— Work required —
Rewrite everything from the line containing "Guideline: mark the white church" down to the end of the entries as a numbered list, leaving out any blank lines.

— Given data —
━━━━━━━━━━━━━━━━

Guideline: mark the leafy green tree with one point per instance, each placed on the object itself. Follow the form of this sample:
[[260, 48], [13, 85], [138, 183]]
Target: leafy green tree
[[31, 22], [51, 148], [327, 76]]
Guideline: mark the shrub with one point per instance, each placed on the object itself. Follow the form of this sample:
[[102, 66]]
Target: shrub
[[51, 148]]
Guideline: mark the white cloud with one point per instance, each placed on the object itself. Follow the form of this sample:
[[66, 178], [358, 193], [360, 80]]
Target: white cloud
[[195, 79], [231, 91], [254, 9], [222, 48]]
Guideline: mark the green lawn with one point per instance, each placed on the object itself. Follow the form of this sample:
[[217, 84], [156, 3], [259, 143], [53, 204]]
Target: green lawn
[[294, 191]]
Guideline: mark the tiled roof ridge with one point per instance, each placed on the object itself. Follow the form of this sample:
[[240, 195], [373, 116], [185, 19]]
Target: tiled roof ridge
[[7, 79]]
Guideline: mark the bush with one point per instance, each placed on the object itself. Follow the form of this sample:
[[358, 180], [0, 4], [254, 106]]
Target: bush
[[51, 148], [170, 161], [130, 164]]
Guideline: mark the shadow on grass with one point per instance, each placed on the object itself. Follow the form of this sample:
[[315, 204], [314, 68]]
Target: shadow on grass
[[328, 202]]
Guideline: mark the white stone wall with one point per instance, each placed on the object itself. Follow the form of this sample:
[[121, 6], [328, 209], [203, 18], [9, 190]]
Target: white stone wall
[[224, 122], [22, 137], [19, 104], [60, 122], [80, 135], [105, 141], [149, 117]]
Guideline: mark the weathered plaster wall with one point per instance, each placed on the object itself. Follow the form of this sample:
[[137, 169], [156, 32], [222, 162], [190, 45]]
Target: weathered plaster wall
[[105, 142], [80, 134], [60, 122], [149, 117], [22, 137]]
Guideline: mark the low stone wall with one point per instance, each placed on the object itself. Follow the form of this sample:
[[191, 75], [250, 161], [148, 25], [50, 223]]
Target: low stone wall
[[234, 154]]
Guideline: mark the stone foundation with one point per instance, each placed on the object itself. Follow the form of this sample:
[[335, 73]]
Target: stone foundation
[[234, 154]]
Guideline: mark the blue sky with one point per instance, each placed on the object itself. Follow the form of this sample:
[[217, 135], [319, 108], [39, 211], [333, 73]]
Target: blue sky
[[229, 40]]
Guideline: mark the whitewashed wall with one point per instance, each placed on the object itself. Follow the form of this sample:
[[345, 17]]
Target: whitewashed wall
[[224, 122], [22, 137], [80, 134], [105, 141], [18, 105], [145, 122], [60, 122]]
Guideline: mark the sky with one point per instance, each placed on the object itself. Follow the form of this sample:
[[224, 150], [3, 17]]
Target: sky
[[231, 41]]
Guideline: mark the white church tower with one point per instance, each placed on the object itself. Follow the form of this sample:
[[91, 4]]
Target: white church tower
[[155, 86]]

━━━━━━━━━━━━━━━━

— Problem solution —
1. Guideline: mark the white church tower with one point per instance, each placed on the object itself. Follow the form of this sample:
2. [[91, 4]]
3. Target: white church tower
4. [[155, 86]]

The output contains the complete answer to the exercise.